Digital Dark Age par Milad Doueihi

TRIBUNE

Nous avons profité du passage à Paris du professeur québécois Milad Doueihi pour l’interroger. Titulaire de la Chaire de recherche sur les cultures numériques, il est spécialiste mondial des questions liées au numérique, historien des religions et professeur au Département des littératures de l’Université Laval. Il a beaucoup écrit sur la thématique de nos répliques. Notamment au travers de son ouvrage La grande conversion numérique où il consacre un chapitre à l’archivage du futur.

Vous avez abordé récemment le statut de l’oubli à l’ère du numérique. Vous pouvez nous dévoiler votre pensée ?

Ce qui est frappant, c’est que le numérique est ancré dans la culture de l’information. Dans ce cadre, il n’y a aucun moyen de penser l’oubli en dehors de la faille technique. Or sans l’oubli, l’humain ne peut pas fonctionner. On a une spécificité dans l’usage de notre mémoire : on peut oublier une information puis revenir dessus quelque temps après. Dans la structure informatique, ce n’est pas le cas : on ne peut pas faire machine arrière. Le statut de la mémoire est en grande mutation car on est en train d’avancer vers un modèle imposé par la technologie.

Quelles sont les conséquences de cette mutation ?

**Données extraites:**
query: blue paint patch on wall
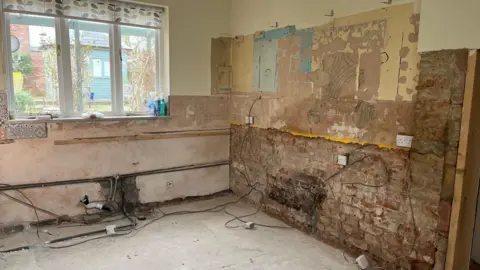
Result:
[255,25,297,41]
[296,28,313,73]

--

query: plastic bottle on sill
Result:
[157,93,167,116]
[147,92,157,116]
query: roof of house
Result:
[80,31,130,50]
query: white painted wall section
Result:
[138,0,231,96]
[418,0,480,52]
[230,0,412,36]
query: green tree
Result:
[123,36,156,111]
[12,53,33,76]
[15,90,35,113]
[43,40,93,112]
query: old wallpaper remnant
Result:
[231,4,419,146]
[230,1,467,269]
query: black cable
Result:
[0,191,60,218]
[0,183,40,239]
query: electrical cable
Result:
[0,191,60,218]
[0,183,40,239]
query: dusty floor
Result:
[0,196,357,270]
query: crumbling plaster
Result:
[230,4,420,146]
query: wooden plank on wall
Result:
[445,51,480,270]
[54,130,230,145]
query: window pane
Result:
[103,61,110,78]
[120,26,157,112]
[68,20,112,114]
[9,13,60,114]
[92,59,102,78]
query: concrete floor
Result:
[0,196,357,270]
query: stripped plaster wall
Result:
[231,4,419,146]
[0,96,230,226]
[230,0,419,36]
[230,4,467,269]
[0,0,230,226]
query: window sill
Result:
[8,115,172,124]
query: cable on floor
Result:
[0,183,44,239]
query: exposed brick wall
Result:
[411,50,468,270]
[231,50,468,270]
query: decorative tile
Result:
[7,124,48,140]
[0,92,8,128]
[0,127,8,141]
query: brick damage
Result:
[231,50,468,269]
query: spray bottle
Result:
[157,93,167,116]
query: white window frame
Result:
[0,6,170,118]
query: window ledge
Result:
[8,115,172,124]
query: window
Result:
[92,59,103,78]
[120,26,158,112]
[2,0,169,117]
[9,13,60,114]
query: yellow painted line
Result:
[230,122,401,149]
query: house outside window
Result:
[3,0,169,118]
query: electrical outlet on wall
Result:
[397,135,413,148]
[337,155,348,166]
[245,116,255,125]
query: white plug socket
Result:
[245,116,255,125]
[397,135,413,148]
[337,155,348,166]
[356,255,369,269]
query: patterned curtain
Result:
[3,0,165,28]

**Problème posé A:**
Pour chacun des énoncés suivants, indiquez s'il est conforme à l'extrait du document sur l'oubli à l'ère du numérique : répondez par oui ou non et citez textuellement les mots qui tranchent.
(i) Milad Doueihi occupe la Chaire de recherche sur les cultures numériques.
(ii) Dans la structure informatique, on peut oublier une information puis y revenir quelque temps après.
(iii) Milad Doueihi enseigne au Département d'histoire de l'Université Laval.
**Problème posé B:**
Dans les lignes de données, commencez à la ligne qui contient « query: concrete floor » et arrêtez-vous après celle qui contient « [0,183,44,239] ». Reproduisez uniquement ce passage en substituant « Output » à « Result », sans rien modifier d'autre.
Le texte et les lignes de données constituent deux sources distinctes, sans rapport entre elles.

**Réponse complète A:**
(i) Oui : « Titulaire de la Chaire de recherche sur les cultures numériques ».
(ii) Non : « Dans la structure informatique, ce n’est pas le cas : on ne peut pas faire machine arrière. »
(iii) Non : « professeur au Département des littératures de l’Université Laval ».

**Réponse complète B:**
query: concrete floor
Output:
[0,196,357,270]
query: stripped plaster wall
Output:
[231,4,419,146]
[0,96,230,226]
[230,0,419,36]
[230,4,467,269]
[0,0,230,226]
query: window sill
Output:
[8,115,172,124]
query: cable on floor
Output:
[0,183,44,239]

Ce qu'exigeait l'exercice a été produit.